Gather every line in the items below that contains the word "white", and copy each of those lines in full.

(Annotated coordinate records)
+++
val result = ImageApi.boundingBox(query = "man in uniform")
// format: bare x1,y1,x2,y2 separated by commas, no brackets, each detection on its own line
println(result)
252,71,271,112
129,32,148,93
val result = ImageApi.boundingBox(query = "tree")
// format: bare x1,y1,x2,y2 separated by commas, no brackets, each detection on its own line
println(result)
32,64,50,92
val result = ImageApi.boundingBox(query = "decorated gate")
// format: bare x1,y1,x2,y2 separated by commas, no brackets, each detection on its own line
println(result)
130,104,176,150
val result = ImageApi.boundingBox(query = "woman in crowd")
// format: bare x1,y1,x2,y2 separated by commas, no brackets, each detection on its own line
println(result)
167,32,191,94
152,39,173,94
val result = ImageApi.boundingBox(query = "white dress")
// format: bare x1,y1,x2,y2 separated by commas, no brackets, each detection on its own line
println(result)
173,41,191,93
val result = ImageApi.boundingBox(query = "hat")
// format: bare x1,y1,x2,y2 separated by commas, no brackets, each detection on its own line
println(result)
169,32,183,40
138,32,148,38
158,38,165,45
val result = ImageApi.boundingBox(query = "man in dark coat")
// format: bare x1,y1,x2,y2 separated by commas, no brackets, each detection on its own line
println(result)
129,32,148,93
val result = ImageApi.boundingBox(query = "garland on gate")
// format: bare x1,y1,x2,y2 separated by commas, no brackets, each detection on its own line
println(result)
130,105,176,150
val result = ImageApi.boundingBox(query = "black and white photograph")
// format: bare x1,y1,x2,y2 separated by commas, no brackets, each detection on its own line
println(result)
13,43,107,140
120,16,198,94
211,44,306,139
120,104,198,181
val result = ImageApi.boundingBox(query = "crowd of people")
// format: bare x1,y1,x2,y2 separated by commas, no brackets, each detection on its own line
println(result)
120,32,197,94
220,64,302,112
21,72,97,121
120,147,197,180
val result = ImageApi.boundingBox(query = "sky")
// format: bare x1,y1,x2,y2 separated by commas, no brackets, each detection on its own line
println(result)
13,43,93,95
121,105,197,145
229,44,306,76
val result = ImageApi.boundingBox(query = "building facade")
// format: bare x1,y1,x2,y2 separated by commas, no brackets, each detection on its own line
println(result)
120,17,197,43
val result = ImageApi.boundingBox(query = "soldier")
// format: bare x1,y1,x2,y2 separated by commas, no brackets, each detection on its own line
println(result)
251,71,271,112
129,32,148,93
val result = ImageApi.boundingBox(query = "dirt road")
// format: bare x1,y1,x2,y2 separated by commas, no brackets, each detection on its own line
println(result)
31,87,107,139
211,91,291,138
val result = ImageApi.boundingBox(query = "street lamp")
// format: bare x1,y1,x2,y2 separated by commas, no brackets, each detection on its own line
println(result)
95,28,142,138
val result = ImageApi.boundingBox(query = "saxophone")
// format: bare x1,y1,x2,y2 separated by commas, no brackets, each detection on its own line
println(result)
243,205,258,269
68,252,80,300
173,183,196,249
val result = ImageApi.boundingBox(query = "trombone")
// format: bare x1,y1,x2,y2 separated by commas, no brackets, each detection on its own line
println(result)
+++
*Complete answer:*
val result = ImageApi.boundingBox(query = "white dress")
val result = ImageApi.boundingBox(query = "black and white photograph")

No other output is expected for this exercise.